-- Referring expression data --
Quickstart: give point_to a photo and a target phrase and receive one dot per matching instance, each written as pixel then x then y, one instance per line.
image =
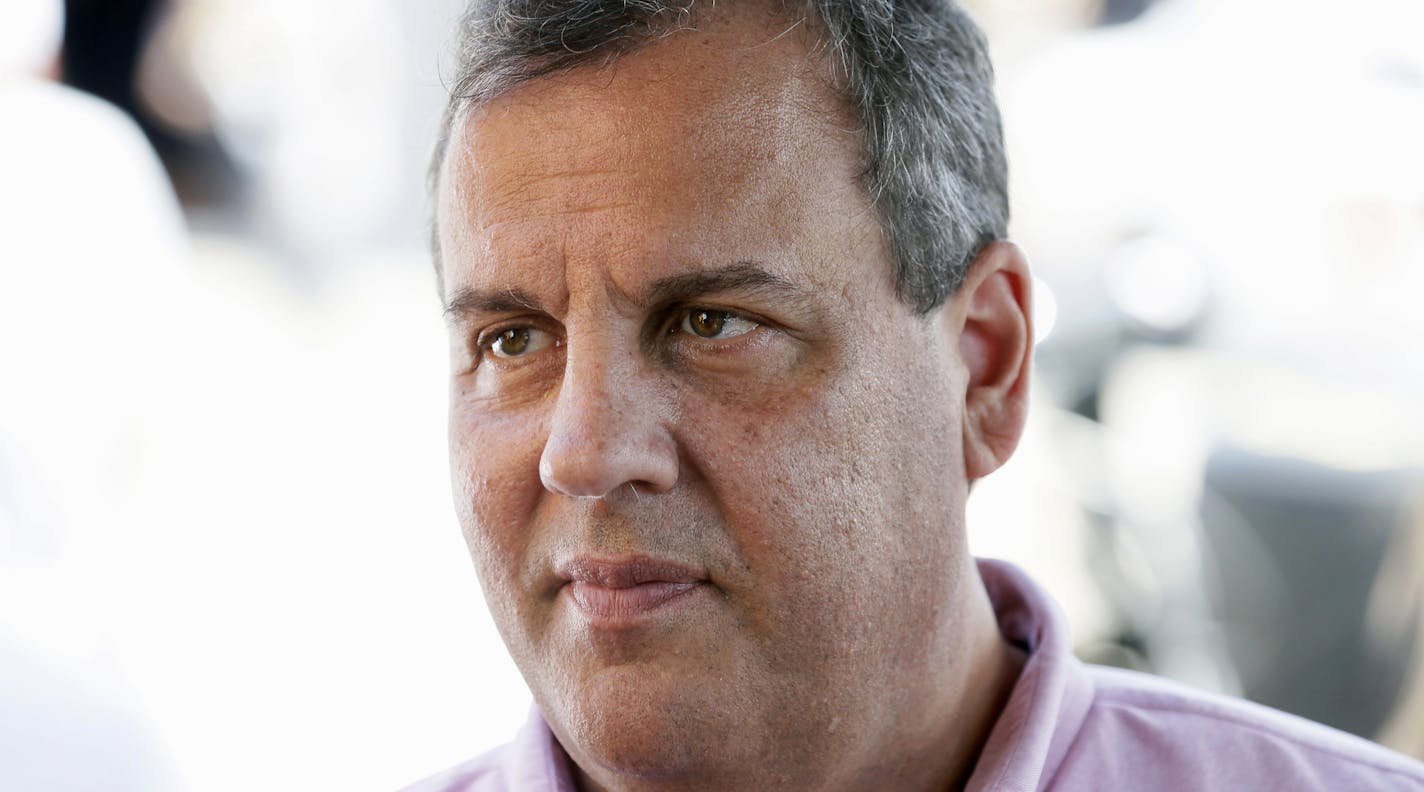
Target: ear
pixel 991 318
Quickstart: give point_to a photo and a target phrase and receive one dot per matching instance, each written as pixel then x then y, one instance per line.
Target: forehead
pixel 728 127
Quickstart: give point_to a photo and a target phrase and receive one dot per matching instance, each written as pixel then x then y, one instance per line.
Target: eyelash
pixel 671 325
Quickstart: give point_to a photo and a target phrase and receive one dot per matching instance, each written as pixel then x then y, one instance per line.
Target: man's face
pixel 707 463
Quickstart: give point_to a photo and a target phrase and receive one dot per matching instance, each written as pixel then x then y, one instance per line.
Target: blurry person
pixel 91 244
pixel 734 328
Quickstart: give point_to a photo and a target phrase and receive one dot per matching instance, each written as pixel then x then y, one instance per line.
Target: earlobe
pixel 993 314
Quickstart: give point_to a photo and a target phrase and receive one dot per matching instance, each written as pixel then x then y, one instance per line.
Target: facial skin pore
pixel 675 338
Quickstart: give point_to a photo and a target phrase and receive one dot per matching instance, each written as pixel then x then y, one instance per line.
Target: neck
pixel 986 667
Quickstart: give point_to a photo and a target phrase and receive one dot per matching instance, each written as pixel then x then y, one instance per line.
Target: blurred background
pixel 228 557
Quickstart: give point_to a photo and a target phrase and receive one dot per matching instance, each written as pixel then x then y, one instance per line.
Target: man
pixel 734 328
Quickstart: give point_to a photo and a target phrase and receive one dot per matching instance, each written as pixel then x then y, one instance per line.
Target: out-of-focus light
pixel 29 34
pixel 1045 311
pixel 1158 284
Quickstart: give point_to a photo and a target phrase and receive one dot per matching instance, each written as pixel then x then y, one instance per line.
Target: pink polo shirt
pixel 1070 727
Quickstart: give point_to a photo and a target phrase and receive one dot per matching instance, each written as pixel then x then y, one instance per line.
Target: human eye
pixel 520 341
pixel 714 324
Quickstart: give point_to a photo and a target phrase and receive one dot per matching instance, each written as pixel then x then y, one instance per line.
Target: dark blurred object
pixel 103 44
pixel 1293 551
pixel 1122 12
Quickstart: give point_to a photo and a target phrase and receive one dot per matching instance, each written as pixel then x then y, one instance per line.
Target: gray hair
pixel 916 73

-- Required work --
Write out all the data exactly, minus pictures.

-- Reply --
Quickstart: give point_to a photo and a target phrase and receive one dot per matching instance, each written as pixel then x then y, one instance per line.
image =
Target: ear
pixel 991 318
Quickstart: give point_to a photo and a target phrase and receive one dot per matching instance, each written as pixel then x then y, one instance per line.
Target: forehead
pixel 728 127
Quickstart: give point_to a photo and a target phrase and receive one dot per matching instance, each written as pixel then x then y, one instance per line.
Target: eyelash
pixel 671 325
Quickstart: give point_to a photo and a target phrase and receive one dot per matching instance, each written as pixel then x then y, one instance per line.
Target: man's face
pixel 707 463
Quickstart: give point_to a photo and a target phrase and receive one dot per matching instance, each written as pixel then x then y, one instance per line.
Target: blurry person
pixel 91 244
pixel 734 328
Quickstart: give point_to a photo and a target phrase and receive one dot per matching instance, each written as pixel then x then y, one instance per line.
Target: earlobe
pixel 993 314
Quickstart: give point_to a photo and a target phrase and receive one dot per matching instance, each written as pixel then x then y, one instance per line.
Target: facial skin pore
pixel 675 338
Quickstart: give point_to a photo and a target phrase and receive one dot per matching instance, each written as pixel then x then y, one instance per line.
Target: neck
pixel 986 667
Quickstart: give point_to a photo and a target phrase and receive one dot per matching instance, each written as pixel then x then y, one instance per line.
Target: blurred background
pixel 228 557
Quickstart: give point_to a photo and a target phrase and receive one dot per matching instance, each written as pixel then x then y, one instance per line.
Target: man
pixel 734 328
Quickstart: give point_to a photo and a target phrase and receive one dot per matching instance, each written as pixel then x then y, one instance per line.
Target: out-of-focus light
pixel 29 34
pixel 1045 311
pixel 1158 284
Quickstart: give point_to a photo and a target phrase and receive one dot per matching instance, each written as pixel then x then y, one instance per line.
Target: pink polo shirt
pixel 1070 727
Quickstart: give point_to a photo and a target phrase and receive one dot per matching instance, each written as pixel then x then y, one instance per line.
Target: human eye
pixel 520 341
pixel 714 324
Quickstart: give point_to a photo and a target phrase and receive one dot per matching instance, each written as pixel then x then y, one instance per line.
Target: dark blurred object
pixel 103 44
pixel 1293 551
pixel 1122 12
Quickstart: give point_to a photo and a target phrase and receive one dot per matching instance, each written as pixel then x then y, one instance per line.
Target: gray hair
pixel 916 73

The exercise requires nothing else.